Give every line from the entries that contains "debris".

Records provided:
- - -

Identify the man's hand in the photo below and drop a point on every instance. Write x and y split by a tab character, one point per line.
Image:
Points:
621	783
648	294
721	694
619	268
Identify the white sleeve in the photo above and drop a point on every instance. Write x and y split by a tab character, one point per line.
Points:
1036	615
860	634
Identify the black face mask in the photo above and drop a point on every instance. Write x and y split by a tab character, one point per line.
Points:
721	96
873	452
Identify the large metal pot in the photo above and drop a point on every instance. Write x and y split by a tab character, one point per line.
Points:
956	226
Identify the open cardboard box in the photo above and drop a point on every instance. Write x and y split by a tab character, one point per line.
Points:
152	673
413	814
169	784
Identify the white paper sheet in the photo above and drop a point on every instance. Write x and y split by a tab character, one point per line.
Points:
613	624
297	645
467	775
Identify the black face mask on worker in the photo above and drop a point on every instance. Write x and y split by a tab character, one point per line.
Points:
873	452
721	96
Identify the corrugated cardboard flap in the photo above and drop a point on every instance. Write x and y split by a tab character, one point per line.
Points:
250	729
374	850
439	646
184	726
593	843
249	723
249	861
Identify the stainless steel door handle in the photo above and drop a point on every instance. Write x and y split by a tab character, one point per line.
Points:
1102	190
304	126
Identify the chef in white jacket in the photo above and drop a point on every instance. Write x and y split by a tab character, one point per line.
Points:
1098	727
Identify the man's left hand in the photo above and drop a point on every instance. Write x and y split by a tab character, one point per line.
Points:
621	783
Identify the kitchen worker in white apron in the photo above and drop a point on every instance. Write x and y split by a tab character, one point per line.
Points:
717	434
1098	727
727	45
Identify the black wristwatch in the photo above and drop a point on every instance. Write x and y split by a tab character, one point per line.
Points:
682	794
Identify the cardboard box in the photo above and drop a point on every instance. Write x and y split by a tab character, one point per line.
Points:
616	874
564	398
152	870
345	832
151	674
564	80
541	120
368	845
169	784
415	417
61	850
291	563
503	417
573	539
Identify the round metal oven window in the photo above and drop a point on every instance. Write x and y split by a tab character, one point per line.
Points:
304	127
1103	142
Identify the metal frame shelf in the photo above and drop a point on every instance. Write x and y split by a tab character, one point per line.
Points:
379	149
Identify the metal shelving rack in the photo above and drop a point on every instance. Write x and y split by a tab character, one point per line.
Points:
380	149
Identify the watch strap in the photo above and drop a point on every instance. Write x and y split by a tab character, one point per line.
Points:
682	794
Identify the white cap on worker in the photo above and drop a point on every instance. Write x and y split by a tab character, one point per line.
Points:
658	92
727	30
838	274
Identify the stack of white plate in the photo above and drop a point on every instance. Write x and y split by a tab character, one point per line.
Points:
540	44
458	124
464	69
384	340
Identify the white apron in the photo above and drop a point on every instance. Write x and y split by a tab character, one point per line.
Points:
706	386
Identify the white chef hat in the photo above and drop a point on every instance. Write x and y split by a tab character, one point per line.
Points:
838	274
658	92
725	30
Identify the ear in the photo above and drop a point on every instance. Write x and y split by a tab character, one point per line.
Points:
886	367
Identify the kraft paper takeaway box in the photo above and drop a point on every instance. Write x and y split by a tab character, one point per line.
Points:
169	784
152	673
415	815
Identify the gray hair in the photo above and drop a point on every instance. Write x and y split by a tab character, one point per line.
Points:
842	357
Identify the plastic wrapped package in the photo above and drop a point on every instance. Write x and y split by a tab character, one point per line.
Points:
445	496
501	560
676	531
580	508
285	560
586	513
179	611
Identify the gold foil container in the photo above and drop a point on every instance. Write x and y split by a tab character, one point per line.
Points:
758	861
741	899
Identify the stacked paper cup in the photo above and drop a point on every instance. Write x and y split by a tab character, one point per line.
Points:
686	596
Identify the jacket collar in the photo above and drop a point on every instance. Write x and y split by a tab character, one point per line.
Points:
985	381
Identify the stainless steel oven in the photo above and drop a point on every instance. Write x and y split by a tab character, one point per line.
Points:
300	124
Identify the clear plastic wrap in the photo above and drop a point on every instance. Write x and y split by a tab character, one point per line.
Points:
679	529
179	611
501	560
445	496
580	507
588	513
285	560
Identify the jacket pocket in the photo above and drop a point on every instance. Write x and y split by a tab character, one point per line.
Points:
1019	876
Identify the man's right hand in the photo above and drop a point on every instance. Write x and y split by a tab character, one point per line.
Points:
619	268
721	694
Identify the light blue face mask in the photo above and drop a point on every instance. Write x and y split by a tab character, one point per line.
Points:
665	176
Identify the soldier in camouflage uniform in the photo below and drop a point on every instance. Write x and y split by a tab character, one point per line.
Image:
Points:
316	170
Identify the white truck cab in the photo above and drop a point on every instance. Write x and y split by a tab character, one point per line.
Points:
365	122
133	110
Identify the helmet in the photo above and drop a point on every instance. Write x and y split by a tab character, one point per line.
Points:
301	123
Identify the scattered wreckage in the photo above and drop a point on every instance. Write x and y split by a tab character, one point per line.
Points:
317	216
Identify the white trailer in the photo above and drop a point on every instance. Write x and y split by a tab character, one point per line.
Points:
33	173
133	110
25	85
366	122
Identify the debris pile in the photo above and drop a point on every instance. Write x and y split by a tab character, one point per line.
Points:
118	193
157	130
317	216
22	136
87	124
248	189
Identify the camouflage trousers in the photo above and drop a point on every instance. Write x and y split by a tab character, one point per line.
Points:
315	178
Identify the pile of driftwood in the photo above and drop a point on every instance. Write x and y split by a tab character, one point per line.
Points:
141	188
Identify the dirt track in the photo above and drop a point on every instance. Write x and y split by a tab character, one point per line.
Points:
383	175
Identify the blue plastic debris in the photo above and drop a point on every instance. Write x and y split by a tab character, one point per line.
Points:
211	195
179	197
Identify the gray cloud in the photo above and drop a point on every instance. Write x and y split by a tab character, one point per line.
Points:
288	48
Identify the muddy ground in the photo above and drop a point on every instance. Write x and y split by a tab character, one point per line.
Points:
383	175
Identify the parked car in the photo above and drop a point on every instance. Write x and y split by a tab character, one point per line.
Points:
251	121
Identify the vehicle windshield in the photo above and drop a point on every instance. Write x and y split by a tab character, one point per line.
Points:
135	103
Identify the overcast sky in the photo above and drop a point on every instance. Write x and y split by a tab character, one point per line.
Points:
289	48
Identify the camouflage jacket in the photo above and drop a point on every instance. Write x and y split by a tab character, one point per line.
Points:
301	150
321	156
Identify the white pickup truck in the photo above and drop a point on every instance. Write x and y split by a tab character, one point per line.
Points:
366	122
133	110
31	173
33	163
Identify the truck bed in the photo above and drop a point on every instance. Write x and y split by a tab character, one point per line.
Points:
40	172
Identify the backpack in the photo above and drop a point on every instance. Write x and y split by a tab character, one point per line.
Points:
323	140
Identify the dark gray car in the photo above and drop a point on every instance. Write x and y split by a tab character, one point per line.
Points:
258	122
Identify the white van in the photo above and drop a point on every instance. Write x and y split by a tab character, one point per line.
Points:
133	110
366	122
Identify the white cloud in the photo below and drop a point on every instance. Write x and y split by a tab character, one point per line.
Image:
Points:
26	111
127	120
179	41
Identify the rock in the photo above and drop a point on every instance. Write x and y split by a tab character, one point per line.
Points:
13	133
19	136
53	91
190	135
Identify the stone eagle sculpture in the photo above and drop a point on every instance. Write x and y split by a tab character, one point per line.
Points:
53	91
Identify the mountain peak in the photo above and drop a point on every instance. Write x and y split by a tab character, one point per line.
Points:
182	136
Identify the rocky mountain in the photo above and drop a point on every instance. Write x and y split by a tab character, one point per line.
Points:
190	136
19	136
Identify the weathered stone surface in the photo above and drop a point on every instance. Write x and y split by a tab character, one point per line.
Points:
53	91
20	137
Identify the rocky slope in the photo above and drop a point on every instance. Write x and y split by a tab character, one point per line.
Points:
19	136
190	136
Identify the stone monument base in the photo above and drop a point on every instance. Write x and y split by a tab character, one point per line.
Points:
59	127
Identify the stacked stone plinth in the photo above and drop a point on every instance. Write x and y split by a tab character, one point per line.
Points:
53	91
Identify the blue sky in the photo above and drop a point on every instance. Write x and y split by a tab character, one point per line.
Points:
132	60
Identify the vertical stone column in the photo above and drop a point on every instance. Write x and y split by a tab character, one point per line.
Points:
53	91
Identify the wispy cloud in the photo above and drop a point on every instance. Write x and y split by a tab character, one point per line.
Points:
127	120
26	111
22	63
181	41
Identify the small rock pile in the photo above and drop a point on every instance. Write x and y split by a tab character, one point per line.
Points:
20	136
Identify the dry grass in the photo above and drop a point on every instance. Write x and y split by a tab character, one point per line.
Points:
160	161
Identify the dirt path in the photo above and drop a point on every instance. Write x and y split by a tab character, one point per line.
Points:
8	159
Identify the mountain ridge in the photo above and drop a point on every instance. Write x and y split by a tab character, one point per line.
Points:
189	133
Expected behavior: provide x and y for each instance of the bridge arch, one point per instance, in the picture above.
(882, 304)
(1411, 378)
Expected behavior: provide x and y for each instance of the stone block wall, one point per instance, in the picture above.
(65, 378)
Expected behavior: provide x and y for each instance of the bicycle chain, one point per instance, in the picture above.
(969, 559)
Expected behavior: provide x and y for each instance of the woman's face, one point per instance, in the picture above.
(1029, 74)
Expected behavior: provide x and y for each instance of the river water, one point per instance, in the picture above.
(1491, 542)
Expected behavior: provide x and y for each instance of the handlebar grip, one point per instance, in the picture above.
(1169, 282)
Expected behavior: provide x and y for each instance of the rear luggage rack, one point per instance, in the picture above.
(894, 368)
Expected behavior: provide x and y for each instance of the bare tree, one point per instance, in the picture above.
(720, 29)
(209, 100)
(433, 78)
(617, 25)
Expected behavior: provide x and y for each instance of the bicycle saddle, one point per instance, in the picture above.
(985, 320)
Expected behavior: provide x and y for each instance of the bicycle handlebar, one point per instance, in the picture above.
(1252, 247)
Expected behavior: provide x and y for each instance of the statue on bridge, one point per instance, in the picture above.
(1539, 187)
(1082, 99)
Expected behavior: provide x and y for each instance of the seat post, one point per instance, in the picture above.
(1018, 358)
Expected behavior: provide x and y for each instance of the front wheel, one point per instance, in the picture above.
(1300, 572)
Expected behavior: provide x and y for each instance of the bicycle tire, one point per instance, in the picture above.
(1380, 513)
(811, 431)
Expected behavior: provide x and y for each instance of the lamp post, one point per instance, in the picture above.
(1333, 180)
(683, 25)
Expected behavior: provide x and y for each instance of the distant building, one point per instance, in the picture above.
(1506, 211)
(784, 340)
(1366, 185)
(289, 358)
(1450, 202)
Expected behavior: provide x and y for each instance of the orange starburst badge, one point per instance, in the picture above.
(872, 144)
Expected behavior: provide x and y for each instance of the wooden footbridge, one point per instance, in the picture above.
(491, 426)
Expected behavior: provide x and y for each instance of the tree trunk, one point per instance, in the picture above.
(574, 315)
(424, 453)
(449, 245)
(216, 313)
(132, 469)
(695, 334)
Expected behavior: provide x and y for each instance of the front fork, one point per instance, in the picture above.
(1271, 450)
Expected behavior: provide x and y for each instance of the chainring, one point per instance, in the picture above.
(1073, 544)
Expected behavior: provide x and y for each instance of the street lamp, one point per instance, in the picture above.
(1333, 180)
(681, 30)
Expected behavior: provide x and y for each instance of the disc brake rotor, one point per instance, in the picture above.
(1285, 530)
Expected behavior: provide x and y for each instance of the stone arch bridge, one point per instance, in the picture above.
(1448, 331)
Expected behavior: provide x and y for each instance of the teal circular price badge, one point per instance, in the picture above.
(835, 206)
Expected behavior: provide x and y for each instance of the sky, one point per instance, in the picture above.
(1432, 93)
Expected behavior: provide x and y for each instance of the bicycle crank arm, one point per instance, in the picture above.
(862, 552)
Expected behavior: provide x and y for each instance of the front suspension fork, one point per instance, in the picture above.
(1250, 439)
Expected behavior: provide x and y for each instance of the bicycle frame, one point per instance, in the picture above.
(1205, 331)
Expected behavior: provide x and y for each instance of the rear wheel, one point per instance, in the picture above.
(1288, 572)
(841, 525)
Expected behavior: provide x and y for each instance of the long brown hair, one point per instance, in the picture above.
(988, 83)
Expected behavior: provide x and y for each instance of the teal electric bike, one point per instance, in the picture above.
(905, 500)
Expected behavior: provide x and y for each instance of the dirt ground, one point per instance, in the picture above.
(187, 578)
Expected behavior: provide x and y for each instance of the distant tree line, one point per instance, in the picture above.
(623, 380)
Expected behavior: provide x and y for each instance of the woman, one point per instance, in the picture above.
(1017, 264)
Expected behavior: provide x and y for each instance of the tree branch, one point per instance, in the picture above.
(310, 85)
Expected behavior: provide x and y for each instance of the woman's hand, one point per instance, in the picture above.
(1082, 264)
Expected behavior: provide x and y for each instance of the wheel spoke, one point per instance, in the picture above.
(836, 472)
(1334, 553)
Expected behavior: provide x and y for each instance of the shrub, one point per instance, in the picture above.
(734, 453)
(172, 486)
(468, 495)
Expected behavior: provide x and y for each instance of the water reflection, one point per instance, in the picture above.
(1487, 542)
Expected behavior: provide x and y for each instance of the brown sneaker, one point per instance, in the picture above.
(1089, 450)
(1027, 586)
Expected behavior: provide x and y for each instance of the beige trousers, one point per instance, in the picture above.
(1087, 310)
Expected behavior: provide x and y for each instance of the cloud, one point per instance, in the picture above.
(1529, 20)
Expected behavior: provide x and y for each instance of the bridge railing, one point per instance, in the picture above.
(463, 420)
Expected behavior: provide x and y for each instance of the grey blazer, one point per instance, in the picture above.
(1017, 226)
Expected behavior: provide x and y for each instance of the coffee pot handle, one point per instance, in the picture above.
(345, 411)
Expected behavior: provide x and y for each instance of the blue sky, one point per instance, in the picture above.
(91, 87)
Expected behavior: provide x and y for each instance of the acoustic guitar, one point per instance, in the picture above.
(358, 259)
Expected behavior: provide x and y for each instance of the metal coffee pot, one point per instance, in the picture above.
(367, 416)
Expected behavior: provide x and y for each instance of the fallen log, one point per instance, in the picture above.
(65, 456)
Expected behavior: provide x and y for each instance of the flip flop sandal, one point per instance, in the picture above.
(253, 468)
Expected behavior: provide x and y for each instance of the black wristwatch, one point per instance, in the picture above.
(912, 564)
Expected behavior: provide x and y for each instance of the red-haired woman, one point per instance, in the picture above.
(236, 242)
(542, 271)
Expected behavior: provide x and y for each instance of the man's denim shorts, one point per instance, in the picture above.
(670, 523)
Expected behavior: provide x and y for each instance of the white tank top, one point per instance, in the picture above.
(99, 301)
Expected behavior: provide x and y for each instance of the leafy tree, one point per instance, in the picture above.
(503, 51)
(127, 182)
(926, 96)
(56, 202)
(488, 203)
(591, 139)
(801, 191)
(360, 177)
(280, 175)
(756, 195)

- - -

Response below:
Identify the debris pile in the photo above and drop a point on every instance. Write x and y split by a tab character, one point per line.
Identify the blue plastic debris in the photo above and drop a point on every instance. Write x and y split by a tab character, one point per line.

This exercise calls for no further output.